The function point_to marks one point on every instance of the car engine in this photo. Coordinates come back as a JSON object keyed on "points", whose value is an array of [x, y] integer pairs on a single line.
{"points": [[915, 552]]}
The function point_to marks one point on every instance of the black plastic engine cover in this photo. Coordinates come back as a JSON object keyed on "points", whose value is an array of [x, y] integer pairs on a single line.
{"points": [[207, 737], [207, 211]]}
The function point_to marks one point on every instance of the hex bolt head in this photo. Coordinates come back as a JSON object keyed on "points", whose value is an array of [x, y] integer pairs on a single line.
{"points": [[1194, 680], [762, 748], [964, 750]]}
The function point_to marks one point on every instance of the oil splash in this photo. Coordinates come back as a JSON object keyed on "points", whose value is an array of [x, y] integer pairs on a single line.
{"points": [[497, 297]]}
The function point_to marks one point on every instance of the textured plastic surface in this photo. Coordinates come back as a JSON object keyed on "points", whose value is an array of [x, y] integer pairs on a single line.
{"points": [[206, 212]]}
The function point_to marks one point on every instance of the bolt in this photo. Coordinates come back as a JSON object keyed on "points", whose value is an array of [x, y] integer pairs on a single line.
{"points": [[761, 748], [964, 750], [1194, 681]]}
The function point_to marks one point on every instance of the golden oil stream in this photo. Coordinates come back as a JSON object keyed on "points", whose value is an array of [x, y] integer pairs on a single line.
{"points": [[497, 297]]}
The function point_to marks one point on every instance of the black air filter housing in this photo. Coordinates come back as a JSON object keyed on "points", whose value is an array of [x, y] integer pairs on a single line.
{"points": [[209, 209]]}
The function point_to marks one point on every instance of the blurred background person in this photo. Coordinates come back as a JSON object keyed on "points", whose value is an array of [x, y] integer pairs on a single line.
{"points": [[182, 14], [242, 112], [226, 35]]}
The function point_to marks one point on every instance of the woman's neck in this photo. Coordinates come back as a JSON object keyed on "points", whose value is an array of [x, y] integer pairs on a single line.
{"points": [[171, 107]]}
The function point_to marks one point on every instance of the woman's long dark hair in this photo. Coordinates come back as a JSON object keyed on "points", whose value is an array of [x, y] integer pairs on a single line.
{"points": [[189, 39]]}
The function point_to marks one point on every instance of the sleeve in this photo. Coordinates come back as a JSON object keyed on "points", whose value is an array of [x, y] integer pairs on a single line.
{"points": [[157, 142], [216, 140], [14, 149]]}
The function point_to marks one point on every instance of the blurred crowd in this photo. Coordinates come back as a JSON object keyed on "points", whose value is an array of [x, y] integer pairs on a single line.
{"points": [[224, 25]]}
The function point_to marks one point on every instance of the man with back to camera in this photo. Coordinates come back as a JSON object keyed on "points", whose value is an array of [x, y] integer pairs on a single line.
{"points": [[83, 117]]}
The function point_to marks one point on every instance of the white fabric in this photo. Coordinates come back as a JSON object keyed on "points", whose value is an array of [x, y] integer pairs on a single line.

######

WORK TO COMPLETE
Reproduce the listing above exactly from the line containing "of the sleeve" through its last line, with both of those lines included.

RESULT OF THE EXERCISE
The function point_to marks one point on every instance of the sleeve in this photo. Coordinates come back as a JSON object keyed on "points", whose value is an array of [x, y] integer pairs on a single line.
{"points": [[157, 142], [216, 140], [14, 149]]}
The function point_to marks one point on every instance of the blurred crowd in this photo. Coordinates come back as a JSON object keyed on "points", whose value is an array of [x, y] integer pairs on a single line.
{"points": [[224, 25]]}
The function point_to marks one point on every instance of the man with back to camera in this photo. Coordinates come back as a JSON object keyed on "points", whose value is an array of [x, y] integer pairs on a single line.
{"points": [[83, 117]]}
The function point_to marks one point on every instance of the white fabric in this photo. Coordinates come back as a JSON object keyed on "points", whose value is an array of [x, y] integer pairs on a single line.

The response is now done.